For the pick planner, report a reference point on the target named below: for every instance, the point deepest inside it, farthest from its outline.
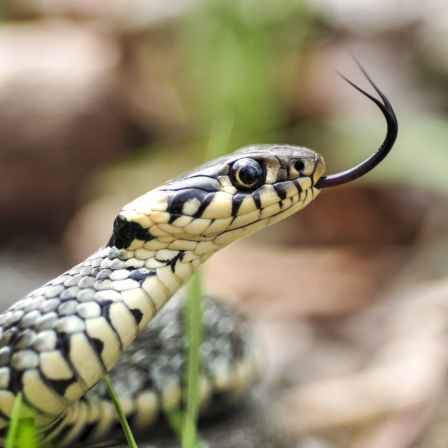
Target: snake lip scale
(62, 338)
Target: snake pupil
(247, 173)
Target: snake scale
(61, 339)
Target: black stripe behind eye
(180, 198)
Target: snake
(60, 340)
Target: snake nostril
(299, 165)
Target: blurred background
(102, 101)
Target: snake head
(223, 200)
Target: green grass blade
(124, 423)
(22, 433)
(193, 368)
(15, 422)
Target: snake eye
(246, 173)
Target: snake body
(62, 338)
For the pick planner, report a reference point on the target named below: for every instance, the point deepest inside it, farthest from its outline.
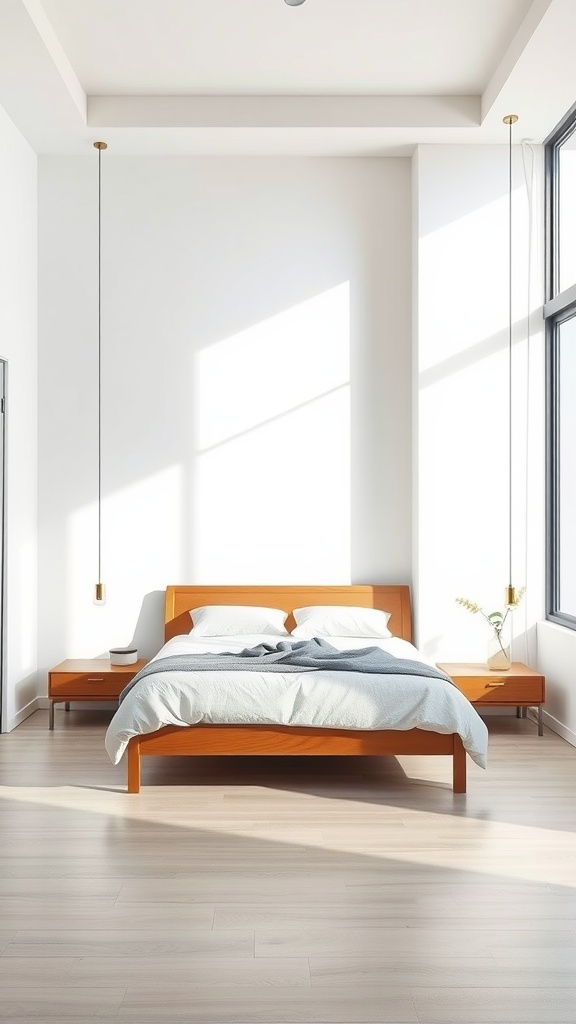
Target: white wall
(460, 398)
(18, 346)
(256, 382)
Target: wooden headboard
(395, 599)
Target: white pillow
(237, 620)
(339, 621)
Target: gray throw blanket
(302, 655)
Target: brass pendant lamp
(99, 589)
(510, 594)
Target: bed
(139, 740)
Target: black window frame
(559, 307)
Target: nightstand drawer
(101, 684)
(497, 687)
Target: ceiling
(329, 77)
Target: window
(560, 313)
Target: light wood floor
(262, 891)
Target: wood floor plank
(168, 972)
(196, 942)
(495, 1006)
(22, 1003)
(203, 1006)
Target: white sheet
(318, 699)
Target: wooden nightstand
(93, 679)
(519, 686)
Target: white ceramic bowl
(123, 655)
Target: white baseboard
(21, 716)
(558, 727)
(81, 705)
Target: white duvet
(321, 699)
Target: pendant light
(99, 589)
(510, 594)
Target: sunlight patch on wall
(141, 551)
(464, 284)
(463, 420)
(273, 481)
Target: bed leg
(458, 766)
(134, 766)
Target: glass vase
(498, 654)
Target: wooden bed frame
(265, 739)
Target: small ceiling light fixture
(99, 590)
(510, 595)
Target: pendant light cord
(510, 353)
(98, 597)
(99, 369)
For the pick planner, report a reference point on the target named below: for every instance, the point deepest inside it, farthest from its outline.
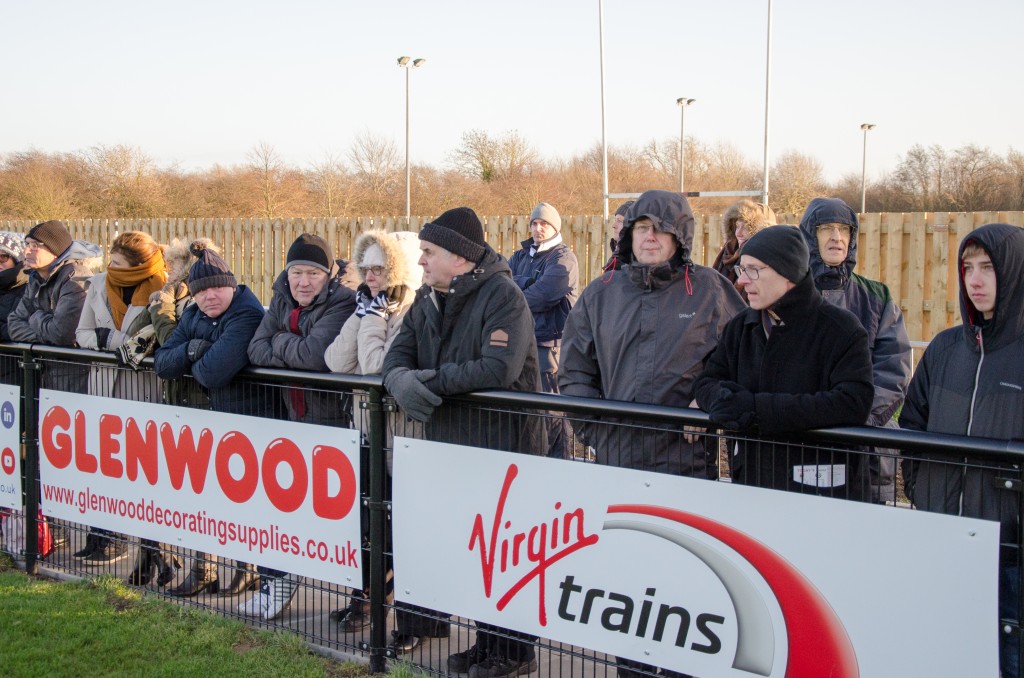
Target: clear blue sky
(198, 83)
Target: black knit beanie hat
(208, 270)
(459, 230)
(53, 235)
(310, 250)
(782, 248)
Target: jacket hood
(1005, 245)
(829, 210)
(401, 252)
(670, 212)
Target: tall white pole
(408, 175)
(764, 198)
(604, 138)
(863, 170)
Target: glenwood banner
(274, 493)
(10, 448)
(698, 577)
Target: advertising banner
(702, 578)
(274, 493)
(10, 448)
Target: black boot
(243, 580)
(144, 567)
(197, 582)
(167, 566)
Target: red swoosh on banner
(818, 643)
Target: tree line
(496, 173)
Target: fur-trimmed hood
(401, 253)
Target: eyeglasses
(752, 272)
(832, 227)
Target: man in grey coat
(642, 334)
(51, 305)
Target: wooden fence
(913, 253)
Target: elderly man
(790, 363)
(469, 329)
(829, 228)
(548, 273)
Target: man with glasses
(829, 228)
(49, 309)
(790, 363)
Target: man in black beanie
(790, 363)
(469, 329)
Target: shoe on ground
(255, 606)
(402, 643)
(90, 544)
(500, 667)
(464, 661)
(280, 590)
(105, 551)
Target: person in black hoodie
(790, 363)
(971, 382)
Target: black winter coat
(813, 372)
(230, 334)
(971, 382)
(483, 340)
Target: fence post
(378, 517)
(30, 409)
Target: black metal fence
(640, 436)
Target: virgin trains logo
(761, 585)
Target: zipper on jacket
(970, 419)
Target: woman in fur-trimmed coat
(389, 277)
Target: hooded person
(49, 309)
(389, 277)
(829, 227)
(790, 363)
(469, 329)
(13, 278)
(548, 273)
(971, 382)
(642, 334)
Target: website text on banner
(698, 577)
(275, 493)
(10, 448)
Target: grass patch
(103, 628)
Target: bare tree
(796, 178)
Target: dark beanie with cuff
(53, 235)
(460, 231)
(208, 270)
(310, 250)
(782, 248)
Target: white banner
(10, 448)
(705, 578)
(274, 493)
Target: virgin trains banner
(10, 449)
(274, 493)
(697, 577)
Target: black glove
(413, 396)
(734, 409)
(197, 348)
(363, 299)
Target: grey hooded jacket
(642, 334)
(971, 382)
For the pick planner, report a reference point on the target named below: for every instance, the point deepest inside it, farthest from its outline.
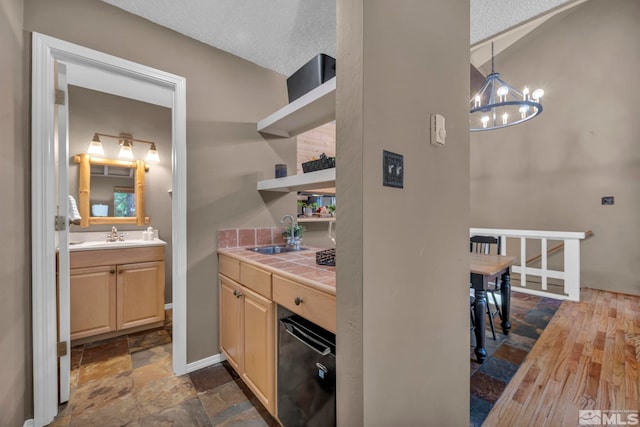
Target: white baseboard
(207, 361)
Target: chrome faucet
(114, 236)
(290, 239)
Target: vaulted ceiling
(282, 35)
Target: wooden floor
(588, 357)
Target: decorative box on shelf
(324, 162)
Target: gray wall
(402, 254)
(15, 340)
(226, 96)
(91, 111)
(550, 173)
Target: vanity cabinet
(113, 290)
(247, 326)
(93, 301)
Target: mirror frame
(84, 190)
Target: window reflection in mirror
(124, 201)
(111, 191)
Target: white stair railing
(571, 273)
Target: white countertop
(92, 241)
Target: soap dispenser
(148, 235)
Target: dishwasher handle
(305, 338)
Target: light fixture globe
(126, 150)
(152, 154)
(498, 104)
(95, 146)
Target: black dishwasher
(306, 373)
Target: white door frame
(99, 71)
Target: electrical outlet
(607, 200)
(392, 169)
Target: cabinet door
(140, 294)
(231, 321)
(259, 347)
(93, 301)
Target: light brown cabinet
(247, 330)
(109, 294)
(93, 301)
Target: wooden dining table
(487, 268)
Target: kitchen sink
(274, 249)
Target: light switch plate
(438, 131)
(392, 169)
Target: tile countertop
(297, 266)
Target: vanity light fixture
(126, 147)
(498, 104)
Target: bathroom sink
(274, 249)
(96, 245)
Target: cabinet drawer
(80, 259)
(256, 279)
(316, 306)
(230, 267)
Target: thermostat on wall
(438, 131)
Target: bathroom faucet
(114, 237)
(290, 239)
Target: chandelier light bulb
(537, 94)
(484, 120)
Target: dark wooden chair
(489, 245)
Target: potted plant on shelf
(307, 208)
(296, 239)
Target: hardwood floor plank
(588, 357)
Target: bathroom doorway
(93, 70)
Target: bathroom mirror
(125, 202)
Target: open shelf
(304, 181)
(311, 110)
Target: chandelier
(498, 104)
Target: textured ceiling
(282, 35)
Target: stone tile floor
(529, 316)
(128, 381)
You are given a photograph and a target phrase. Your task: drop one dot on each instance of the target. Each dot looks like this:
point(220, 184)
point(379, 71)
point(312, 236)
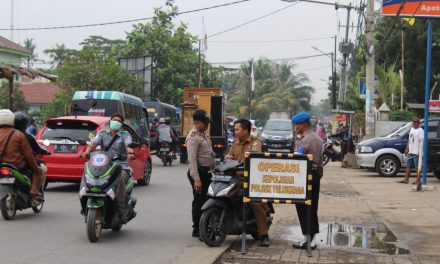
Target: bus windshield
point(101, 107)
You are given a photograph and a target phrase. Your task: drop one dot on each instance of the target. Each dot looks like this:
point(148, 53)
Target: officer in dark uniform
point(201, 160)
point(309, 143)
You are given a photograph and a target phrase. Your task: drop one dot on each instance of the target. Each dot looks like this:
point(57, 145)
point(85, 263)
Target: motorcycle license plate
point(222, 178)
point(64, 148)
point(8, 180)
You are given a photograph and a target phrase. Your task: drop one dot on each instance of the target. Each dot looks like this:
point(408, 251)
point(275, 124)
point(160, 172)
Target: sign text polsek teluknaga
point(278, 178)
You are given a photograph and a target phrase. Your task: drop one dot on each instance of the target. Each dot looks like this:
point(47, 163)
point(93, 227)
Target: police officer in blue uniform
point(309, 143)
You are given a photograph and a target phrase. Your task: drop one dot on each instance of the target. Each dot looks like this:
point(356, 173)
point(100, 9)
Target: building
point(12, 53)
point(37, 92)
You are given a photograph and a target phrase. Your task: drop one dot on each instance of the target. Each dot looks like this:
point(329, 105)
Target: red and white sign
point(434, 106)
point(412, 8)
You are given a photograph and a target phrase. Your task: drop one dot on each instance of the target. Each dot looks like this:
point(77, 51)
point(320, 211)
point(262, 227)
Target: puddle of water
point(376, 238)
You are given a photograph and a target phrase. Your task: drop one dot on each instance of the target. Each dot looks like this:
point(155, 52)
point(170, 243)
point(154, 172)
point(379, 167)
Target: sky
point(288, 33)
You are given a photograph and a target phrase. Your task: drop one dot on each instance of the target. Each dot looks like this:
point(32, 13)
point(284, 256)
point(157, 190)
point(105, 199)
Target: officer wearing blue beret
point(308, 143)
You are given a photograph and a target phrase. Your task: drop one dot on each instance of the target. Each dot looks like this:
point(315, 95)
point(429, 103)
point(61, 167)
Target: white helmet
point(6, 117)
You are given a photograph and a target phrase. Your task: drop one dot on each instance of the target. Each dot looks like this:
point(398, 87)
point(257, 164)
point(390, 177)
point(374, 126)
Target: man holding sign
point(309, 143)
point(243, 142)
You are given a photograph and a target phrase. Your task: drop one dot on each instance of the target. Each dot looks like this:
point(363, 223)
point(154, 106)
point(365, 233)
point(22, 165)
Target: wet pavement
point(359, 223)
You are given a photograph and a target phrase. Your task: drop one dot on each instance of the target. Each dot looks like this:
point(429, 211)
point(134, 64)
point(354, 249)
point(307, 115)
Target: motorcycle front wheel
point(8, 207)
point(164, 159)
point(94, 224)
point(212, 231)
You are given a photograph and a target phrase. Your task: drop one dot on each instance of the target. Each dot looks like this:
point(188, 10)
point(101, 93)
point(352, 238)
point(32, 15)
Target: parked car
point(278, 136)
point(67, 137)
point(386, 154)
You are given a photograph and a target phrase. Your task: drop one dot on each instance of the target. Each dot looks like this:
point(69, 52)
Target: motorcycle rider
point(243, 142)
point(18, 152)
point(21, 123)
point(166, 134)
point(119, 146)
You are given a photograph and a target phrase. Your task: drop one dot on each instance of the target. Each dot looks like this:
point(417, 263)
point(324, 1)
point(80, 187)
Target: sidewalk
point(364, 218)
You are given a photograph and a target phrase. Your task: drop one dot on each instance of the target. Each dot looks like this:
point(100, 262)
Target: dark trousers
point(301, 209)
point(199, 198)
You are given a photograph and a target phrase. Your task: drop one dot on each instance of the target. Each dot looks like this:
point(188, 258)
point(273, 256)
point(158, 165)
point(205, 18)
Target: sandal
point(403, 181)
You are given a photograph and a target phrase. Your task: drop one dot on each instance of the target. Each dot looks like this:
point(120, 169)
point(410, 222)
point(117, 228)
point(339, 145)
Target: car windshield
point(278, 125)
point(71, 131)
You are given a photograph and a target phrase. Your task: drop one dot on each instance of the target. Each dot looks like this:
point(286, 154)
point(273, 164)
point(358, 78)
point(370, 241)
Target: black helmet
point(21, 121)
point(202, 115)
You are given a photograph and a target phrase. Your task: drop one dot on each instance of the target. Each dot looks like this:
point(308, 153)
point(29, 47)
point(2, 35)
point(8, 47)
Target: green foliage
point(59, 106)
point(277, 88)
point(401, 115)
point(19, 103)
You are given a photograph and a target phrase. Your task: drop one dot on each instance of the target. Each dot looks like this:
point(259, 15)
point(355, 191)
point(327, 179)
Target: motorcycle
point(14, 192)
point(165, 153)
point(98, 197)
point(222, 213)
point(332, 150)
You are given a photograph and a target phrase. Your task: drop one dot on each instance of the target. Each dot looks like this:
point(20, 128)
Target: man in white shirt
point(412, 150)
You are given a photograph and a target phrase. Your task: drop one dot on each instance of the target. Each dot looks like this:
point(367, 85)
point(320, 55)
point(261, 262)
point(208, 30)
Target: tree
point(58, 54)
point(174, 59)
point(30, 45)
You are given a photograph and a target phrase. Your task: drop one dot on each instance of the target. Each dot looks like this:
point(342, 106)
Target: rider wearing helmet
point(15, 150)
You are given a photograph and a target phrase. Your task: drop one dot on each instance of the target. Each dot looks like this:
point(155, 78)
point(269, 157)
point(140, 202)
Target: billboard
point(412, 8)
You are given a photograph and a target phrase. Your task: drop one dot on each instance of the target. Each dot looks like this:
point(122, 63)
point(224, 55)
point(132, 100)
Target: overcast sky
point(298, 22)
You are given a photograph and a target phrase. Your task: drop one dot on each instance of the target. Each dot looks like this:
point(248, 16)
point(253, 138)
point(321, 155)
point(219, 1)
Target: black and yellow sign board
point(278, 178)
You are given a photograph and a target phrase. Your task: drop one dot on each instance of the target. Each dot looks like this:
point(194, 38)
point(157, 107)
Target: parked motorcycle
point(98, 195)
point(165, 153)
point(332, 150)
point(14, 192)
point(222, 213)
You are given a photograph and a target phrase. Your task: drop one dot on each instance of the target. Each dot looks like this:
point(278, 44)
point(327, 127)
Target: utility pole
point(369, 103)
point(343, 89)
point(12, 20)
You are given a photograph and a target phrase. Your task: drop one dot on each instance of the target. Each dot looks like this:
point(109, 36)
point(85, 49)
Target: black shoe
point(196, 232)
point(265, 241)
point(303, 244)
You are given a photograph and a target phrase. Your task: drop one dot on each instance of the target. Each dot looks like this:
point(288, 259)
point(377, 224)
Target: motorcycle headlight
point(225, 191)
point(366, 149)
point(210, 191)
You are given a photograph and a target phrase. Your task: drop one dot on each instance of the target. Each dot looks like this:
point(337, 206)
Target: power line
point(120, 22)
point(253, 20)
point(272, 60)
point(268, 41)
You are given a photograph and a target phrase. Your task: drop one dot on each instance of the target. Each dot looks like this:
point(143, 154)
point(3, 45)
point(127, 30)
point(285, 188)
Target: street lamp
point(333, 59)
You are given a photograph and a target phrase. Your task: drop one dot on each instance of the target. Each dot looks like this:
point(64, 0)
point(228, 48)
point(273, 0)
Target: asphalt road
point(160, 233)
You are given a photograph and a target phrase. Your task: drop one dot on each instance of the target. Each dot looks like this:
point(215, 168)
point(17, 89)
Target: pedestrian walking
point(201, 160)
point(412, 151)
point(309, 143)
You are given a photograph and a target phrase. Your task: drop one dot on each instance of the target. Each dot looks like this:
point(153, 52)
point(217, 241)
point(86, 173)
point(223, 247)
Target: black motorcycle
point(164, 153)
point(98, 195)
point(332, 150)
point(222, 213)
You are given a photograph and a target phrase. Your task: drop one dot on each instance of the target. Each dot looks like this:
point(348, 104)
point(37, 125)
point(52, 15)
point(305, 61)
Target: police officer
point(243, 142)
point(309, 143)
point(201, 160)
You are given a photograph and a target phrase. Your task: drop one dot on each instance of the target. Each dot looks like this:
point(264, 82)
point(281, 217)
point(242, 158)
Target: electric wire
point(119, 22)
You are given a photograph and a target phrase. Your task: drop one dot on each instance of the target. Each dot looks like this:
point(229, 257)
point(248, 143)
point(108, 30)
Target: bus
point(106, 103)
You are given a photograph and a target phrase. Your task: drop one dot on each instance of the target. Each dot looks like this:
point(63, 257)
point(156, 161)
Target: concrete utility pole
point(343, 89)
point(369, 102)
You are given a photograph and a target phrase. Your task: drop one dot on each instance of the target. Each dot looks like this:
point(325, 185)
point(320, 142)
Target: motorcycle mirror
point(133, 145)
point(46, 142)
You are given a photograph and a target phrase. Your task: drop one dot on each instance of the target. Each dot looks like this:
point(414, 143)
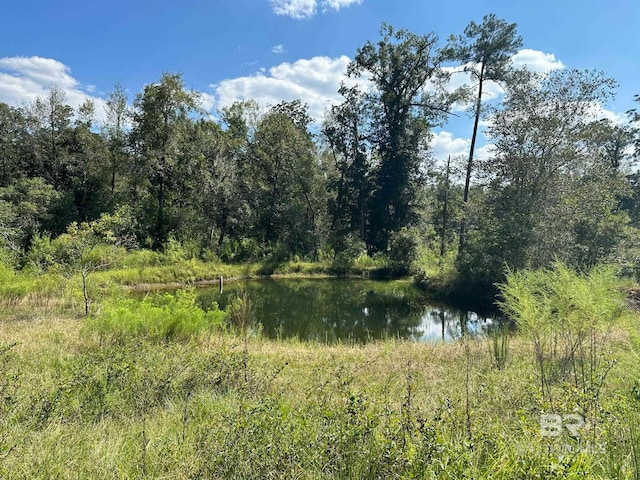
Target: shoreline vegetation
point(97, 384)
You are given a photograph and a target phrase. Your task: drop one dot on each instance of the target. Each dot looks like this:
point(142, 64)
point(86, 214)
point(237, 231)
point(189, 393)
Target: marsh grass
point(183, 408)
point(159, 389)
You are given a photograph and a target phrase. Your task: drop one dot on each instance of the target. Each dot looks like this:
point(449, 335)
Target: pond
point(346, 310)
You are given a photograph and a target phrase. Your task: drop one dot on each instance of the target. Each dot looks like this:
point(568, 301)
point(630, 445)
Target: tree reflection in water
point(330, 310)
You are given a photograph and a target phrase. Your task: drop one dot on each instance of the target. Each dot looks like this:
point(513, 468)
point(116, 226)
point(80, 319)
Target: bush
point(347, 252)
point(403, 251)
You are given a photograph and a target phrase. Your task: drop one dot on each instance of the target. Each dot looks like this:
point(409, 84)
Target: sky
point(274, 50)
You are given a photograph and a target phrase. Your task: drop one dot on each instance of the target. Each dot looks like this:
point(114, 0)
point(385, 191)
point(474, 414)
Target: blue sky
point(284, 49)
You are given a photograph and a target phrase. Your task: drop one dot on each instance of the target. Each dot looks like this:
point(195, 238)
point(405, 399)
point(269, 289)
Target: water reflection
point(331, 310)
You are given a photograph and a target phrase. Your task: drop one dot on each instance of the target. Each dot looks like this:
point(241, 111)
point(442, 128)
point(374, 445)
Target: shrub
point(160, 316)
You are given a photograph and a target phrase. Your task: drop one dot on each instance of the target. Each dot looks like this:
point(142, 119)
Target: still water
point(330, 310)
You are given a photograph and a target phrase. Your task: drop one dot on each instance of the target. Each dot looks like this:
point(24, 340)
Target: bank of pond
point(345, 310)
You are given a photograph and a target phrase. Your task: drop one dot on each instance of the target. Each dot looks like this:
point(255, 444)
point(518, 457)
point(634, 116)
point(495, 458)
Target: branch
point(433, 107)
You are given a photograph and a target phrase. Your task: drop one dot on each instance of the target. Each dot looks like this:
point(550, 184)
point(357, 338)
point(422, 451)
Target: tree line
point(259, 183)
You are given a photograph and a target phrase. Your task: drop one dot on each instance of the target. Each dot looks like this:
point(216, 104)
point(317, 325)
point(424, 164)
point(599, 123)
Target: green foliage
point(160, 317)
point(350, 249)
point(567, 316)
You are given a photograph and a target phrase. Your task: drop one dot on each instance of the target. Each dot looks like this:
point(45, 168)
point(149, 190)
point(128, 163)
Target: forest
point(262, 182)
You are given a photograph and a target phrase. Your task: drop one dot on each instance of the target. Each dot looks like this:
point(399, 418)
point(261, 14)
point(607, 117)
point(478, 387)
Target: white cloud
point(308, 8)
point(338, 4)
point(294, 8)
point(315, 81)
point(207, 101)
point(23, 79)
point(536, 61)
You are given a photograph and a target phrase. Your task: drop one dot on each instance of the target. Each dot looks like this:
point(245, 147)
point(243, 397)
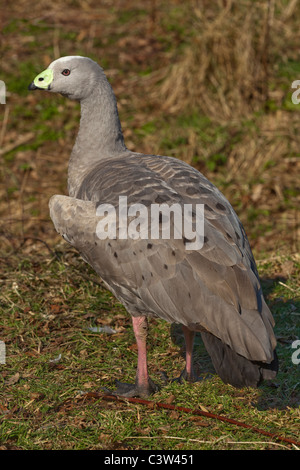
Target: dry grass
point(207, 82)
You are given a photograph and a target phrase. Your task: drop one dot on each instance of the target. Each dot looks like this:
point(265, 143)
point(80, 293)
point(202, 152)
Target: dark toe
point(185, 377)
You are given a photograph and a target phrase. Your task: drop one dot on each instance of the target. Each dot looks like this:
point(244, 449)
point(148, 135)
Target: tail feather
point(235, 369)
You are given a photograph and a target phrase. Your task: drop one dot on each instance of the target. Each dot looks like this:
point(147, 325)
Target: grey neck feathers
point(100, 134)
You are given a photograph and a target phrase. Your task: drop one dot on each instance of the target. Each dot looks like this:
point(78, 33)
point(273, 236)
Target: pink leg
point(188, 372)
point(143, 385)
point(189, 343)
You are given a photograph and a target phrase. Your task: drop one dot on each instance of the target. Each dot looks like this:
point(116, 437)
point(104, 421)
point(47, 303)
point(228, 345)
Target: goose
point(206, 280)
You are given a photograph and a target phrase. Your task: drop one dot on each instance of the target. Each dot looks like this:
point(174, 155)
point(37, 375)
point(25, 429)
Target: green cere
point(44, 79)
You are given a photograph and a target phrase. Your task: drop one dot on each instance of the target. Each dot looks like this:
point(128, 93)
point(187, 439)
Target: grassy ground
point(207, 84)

··········

Gather every line in the records above that contains the string "scale", matching case exactly.

Target: snake lip scale
Target: snake scale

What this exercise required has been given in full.